Coordinate annotation entries
══════

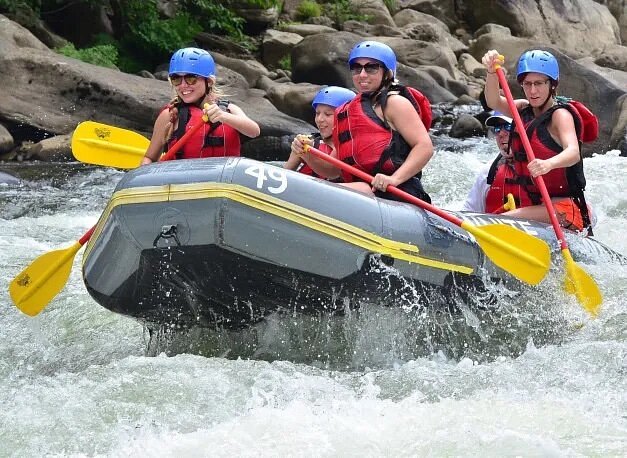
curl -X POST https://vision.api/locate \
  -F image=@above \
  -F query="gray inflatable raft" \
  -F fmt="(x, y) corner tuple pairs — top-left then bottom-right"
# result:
(83, 158), (624, 328)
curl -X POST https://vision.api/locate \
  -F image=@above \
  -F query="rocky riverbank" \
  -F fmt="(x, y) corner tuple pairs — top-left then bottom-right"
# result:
(0, 0), (627, 161)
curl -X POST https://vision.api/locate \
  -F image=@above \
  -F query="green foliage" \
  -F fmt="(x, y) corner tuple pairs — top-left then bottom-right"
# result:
(182, 0), (246, 41)
(55, 43), (118, 68)
(383, 0), (397, 14)
(0, 0), (282, 73)
(0, 0), (41, 14)
(120, 0), (202, 71)
(279, 54), (292, 70)
(296, 0), (322, 21)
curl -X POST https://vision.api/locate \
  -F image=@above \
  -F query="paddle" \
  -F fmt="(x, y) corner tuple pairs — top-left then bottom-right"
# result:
(9, 115), (207, 316)
(496, 60), (603, 316)
(305, 145), (551, 285)
(72, 109), (207, 169)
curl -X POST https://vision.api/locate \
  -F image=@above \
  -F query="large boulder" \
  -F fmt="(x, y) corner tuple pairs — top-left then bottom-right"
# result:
(462, 0), (620, 57)
(471, 34), (626, 155)
(0, 15), (310, 161)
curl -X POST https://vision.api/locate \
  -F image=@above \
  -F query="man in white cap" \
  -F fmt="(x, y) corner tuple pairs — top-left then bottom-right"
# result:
(462, 111), (513, 213)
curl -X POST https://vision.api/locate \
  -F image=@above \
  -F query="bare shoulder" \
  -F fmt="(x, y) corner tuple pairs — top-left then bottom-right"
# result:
(386, 91), (414, 112)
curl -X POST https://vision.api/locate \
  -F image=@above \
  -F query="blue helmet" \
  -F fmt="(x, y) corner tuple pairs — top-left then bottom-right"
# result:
(311, 86), (355, 110)
(168, 48), (216, 78)
(516, 49), (560, 81)
(348, 40), (396, 75)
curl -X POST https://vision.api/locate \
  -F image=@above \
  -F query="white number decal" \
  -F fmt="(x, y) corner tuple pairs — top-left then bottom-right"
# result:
(244, 164), (287, 194)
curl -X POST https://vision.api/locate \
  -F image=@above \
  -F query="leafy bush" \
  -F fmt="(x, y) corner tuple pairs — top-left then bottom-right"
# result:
(279, 54), (292, 70)
(296, 0), (322, 21)
(383, 0), (397, 14)
(55, 43), (118, 68)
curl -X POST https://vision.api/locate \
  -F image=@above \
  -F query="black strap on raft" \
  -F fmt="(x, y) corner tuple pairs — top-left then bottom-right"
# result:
(152, 224), (181, 248)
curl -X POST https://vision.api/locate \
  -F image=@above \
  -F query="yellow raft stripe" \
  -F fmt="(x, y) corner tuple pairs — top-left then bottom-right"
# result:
(87, 183), (473, 274)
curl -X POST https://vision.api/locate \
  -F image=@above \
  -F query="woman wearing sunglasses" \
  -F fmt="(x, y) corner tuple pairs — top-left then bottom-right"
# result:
(292, 40), (433, 201)
(482, 49), (594, 233)
(142, 48), (260, 164)
(284, 86), (355, 177)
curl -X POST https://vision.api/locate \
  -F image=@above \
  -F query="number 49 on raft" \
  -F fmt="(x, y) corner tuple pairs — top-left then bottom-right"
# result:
(244, 164), (287, 194)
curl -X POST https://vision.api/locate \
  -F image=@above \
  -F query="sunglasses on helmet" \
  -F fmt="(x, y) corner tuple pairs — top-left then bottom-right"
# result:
(349, 62), (381, 75)
(170, 75), (198, 86)
(490, 124), (514, 134)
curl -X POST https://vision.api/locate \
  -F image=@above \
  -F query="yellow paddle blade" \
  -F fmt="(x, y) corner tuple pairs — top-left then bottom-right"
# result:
(461, 221), (551, 285)
(72, 121), (150, 169)
(9, 242), (82, 316)
(562, 249), (603, 316)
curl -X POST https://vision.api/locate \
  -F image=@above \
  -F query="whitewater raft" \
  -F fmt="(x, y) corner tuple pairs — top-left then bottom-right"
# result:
(83, 158), (620, 328)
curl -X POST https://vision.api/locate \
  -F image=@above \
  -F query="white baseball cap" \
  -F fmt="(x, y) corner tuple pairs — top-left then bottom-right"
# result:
(485, 111), (513, 127)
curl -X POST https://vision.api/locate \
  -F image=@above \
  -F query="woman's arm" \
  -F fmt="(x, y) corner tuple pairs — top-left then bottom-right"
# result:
(382, 94), (433, 187)
(204, 103), (261, 138)
(481, 49), (528, 117)
(528, 109), (581, 177)
(141, 110), (170, 165)
(290, 135), (340, 180)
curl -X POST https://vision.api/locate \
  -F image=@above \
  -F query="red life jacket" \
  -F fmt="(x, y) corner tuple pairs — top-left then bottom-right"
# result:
(167, 101), (241, 159)
(510, 97), (599, 231)
(298, 133), (333, 178)
(485, 159), (533, 213)
(333, 85), (432, 182)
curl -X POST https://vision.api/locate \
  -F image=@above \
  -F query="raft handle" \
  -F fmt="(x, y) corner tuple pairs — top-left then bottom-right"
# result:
(152, 224), (181, 248)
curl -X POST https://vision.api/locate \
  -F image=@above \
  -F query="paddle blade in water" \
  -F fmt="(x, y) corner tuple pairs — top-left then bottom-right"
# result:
(462, 221), (551, 285)
(72, 121), (150, 169)
(562, 249), (603, 316)
(9, 242), (82, 316)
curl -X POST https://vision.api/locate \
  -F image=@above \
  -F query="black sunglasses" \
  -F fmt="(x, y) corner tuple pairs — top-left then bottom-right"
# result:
(490, 124), (514, 134)
(349, 62), (381, 75)
(170, 75), (198, 86)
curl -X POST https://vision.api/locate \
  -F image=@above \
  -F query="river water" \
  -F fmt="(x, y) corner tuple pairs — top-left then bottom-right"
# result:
(0, 124), (627, 457)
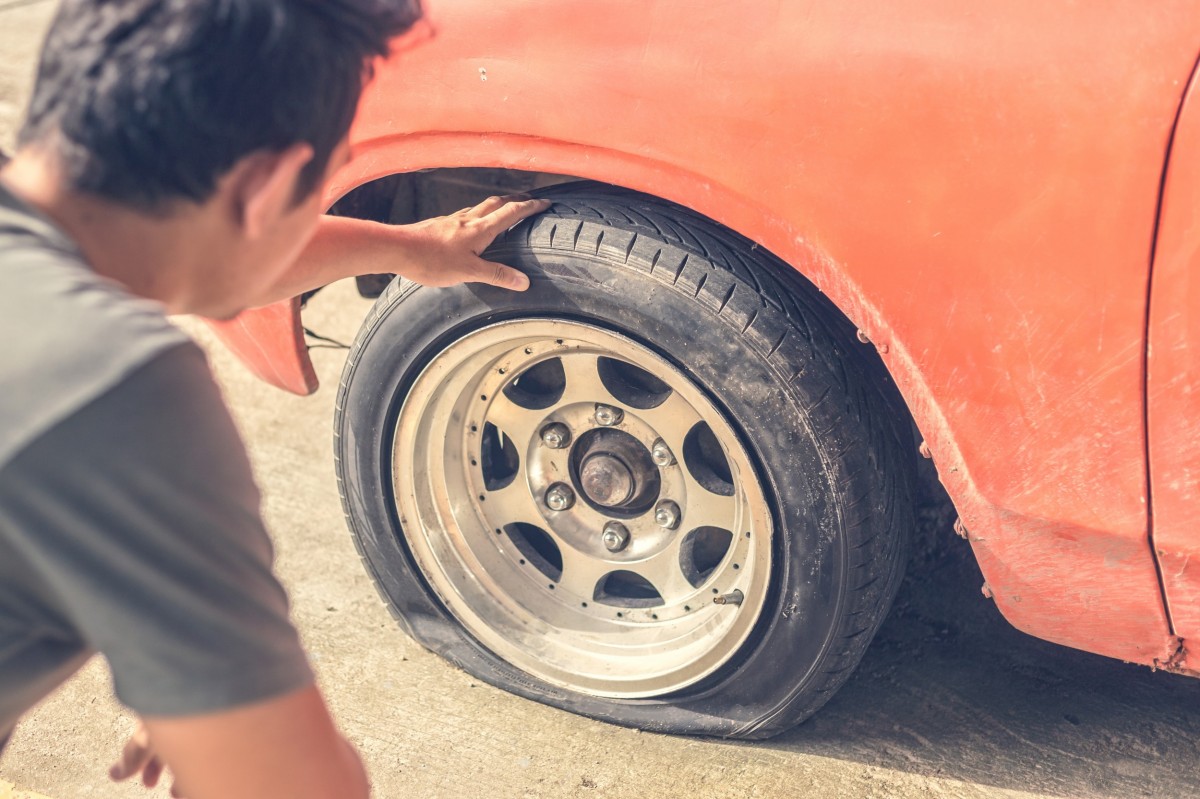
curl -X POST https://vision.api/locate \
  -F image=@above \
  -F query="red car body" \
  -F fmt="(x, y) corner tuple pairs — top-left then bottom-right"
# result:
(211, 0), (1200, 672)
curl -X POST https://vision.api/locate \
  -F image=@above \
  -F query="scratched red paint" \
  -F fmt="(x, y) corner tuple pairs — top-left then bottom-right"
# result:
(208, 0), (1200, 665)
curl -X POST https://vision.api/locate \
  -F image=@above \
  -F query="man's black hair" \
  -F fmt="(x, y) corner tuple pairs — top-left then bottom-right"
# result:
(18, 0), (420, 211)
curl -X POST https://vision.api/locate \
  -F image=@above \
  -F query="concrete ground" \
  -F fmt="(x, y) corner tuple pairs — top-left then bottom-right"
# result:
(0, 0), (1200, 799)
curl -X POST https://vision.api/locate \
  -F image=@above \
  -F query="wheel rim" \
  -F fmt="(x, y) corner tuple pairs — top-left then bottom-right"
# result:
(392, 319), (772, 698)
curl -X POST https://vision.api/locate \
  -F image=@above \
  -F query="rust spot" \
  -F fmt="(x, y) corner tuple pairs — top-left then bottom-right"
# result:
(1150, 638), (1200, 677)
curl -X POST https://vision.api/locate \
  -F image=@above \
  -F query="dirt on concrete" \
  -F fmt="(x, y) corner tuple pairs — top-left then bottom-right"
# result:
(0, 0), (1200, 799)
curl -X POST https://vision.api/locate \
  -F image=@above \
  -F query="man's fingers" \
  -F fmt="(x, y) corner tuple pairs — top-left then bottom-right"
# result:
(469, 194), (529, 217)
(486, 199), (551, 231)
(476, 260), (529, 292)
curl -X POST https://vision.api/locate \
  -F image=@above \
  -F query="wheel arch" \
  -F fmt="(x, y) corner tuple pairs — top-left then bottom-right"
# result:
(217, 131), (1176, 665)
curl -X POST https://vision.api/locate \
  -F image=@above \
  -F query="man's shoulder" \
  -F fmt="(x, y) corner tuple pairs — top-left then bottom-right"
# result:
(0, 187), (190, 464)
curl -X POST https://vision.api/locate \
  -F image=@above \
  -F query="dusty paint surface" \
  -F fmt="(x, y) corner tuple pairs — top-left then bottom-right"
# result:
(304, 0), (1200, 665)
(0, 286), (1200, 799)
(1147, 49), (1200, 652)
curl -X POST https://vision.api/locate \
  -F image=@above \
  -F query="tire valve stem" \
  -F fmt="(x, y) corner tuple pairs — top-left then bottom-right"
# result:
(713, 589), (745, 605)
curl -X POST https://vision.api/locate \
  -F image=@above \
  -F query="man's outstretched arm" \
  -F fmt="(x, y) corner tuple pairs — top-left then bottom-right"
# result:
(251, 196), (550, 306)
(144, 685), (371, 799)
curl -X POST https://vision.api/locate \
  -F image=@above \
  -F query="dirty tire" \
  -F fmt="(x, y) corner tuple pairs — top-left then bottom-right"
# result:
(335, 184), (912, 739)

══════

GIVEN TASK: Reproduce everything from the start of the records down through the line containing "(0, 0), (627, 161)", with both ends included. Omit the pictures from your answer.

TASK OUTPUT:
curl -X POST https://vision.api/locate \
  -F image=@above \
  -F query="gray inflatable raft" \
  -F fmt="(x, y) corner tuple pairs — top-left then bottom-right"
# result:
(83, 158), (624, 328)
curl -X POST https://vision.api/locate \
  -F image=@above \
  -F query="rocky riverbank" \
  -F fmt="(x, y) corner tuple pairs — top-left then bottom-right"
# result:
(0, 0), (627, 161)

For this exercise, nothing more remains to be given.